Reproduce the material below line for line, without altering anything.

++++ Exercise data

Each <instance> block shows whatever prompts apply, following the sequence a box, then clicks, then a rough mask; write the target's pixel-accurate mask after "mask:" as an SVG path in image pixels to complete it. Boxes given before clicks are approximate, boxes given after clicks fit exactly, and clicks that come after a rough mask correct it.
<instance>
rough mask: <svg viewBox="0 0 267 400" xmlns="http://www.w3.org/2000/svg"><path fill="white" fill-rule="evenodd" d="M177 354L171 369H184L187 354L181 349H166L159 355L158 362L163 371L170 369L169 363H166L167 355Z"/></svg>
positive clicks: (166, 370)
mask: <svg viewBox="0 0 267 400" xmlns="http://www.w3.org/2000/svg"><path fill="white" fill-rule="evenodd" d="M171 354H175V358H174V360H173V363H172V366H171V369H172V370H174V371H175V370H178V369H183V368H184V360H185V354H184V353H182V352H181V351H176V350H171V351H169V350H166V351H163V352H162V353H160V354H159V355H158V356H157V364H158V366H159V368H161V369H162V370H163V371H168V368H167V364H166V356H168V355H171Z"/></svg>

++++++++

Response below:
Each <instance> block shows whatever prompts apply, following the sequence a box, then clicks, then a rough mask; write the target's pixel-accurate mask after "mask:" as an SVG path in image pixels to complete it. Boxes given before clicks are approximate, boxes given after clicks fit exactly, and clicks that come after a rough mask correct it.
<instance>
rough mask: <svg viewBox="0 0 267 400" xmlns="http://www.w3.org/2000/svg"><path fill="white" fill-rule="evenodd" d="M177 354L171 369H184L187 354L181 349H166L159 355L158 362L163 371L170 369L169 363H166L167 355Z"/></svg>
positive clicks: (166, 370)
mask: <svg viewBox="0 0 267 400" xmlns="http://www.w3.org/2000/svg"><path fill="white" fill-rule="evenodd" d="M171 354H175V358H174V360H173V363H172V366H171V369H172V370H174V371H175V370H178V369H183V368H184V360H185V354H184V353H182V352H181V351H176V350H171V351H169V350H166V351H163V352H162V353H160V354H159V355H158V356H157V364H158V366H159V368H161V369H162V370H163V371H168V368H167V364H166V356H168V355H171Z"/></svg>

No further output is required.